**Stated goal:** Convert the lines from the start of the material through the line containing "top-left (464, 138), bottom-right (479, 160)", inclusive, into a Markdown table with the columns "Number" and "Entry". Number each row and skip any blank lines.

(Entries from an annotation dataset)
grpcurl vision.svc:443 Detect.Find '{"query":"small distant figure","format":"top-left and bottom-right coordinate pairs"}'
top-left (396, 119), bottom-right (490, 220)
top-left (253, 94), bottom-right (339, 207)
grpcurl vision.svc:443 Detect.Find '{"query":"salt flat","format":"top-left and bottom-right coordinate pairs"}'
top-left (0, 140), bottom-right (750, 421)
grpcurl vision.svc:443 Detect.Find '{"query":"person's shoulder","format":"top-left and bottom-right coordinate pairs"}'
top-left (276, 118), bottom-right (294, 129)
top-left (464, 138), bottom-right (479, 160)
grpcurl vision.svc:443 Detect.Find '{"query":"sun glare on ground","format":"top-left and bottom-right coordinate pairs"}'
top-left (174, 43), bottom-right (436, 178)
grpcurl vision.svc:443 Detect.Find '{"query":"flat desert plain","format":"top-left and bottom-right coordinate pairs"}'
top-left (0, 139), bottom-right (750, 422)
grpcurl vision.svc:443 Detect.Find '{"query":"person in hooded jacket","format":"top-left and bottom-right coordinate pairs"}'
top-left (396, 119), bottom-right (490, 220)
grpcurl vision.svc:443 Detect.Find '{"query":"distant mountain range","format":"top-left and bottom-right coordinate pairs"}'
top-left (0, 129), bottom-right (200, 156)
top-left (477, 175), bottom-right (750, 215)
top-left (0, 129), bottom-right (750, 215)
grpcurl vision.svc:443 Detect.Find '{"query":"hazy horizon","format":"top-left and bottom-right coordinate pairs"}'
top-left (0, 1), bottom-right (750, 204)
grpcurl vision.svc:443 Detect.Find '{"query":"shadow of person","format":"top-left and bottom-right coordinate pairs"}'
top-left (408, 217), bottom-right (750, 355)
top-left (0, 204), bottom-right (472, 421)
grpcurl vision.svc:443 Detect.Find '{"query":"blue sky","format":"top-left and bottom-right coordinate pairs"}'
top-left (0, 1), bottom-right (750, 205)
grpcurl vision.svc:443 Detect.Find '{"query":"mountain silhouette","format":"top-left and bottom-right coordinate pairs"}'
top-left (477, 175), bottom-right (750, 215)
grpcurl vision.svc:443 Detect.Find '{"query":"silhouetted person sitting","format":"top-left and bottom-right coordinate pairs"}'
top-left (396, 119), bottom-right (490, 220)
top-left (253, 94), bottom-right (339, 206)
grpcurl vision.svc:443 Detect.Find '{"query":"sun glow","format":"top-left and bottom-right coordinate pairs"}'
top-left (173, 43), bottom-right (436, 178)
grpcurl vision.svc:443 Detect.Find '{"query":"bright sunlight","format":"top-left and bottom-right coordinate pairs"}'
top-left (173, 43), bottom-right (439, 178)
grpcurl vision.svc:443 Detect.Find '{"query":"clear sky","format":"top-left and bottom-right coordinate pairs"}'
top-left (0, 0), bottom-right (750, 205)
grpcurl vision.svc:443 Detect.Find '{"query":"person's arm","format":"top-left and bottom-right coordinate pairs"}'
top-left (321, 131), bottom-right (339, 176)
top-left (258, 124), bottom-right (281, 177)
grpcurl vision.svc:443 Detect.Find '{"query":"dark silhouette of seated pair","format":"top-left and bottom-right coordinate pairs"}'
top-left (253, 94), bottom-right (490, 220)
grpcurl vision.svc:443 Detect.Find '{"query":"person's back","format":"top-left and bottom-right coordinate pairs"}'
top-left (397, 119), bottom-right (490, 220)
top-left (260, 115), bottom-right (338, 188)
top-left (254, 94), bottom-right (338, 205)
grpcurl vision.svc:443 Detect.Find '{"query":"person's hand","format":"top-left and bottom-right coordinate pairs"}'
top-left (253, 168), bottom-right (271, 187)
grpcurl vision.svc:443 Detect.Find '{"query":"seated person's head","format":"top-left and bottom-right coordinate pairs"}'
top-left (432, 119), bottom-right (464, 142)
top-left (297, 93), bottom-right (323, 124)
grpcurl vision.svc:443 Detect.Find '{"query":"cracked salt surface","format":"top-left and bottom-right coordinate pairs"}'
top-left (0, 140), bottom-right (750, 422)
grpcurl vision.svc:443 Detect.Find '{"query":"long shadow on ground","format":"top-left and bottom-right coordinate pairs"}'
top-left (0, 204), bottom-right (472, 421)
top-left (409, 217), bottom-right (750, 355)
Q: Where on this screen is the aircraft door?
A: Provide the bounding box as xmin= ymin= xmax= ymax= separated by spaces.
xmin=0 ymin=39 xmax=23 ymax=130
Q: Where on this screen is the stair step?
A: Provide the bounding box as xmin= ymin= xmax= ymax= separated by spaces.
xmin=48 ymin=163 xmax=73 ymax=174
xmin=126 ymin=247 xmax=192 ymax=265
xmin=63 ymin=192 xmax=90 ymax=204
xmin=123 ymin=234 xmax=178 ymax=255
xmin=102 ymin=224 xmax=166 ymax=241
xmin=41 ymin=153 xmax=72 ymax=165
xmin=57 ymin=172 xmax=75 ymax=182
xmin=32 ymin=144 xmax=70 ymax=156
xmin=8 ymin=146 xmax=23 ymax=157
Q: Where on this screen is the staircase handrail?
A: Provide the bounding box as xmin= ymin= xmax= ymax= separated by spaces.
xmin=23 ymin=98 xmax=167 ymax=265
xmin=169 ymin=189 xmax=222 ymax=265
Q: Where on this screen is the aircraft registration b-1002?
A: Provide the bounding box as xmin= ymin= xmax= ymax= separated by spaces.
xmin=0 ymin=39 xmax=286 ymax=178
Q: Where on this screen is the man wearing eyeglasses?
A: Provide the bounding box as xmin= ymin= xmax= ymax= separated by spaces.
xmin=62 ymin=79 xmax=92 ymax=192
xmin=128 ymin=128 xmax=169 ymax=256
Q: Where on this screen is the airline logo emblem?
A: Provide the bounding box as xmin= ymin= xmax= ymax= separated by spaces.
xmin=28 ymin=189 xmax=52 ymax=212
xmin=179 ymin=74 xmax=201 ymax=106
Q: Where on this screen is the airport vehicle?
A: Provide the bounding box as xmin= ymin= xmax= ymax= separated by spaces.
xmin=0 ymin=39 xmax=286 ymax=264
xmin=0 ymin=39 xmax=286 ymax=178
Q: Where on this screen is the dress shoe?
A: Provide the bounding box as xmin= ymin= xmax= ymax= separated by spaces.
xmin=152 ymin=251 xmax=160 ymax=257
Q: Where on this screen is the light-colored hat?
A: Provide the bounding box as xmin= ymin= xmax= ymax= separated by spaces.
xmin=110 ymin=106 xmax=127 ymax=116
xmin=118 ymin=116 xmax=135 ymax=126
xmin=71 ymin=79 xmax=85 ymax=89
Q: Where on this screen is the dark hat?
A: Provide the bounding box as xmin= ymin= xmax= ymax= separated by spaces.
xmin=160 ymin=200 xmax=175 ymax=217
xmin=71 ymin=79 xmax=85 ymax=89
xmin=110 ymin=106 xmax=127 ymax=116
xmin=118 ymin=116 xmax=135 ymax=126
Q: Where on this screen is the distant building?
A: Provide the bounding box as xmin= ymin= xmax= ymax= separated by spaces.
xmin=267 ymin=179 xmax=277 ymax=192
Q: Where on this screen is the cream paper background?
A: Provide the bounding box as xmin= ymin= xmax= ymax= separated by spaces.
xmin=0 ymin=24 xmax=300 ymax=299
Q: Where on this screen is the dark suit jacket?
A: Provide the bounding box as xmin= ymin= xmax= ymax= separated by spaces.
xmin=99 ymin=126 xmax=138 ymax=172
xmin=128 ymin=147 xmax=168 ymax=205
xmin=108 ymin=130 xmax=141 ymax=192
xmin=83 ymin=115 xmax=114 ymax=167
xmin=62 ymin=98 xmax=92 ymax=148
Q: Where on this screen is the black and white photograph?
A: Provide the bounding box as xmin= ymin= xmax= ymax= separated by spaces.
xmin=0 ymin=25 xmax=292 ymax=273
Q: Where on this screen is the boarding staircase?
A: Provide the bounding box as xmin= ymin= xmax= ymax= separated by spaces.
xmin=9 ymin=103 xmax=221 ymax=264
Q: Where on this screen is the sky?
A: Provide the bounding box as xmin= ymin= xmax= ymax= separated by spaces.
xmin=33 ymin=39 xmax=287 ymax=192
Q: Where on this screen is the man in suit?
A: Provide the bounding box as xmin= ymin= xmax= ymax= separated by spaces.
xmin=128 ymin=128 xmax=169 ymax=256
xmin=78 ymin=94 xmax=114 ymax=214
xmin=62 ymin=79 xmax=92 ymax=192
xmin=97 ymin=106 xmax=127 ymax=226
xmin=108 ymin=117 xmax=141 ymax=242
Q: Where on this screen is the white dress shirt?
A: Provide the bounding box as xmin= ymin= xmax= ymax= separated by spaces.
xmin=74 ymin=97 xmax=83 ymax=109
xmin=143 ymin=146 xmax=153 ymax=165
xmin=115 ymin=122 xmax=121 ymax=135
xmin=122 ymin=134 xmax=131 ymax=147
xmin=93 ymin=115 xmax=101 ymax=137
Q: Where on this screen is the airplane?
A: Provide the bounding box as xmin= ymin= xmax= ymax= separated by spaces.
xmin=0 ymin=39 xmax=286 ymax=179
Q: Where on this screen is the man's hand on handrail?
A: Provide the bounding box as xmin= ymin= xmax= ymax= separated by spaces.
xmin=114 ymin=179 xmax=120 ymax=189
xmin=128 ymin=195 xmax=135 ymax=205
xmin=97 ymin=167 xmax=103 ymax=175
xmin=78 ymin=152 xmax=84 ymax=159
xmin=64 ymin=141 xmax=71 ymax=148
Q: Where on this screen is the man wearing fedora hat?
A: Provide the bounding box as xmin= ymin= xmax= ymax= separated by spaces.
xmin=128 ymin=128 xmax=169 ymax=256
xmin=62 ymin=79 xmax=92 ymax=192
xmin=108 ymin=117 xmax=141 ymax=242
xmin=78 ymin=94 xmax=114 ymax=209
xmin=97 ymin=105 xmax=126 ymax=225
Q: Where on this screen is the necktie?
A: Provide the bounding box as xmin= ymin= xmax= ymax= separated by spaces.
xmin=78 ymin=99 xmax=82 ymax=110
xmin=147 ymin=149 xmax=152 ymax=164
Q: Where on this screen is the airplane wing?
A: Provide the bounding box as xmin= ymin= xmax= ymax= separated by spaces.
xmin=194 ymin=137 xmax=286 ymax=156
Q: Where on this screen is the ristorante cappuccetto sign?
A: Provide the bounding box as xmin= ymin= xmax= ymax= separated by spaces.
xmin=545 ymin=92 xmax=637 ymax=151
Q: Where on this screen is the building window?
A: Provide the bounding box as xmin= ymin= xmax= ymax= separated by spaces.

**Right answer:**
| Number | Entry |
|---|---|
| 1 | grpcurl vision.svc:443 Detect.Find '{"query":"small distant figure","format":"top-left and bottom-right coordinate pairs"}' |
| 2 | top-left (396, 119), bottom-right (490, 220) |
| 3 | top-left (253, 94), bottom-right (339, 207) |
| 4 | grpcurl vision.svc:443 Detect.Find '{"query":"salt flat","format":"top-left and bottom-right coordinate pairs"}' |
| 5 | top-left (0, 140), bottom-right (750, 421) |
| 6 | grpcurl vision.svc:443 Detect.Find '{"query":"person's shoulder","format":"top-left and bottom-right coordinate pairs"}' |
| 7 | top-left (276, 118), bottom-right (294, 129) |
| 8 | top-left (464, 138), bottom-right (479, 160) |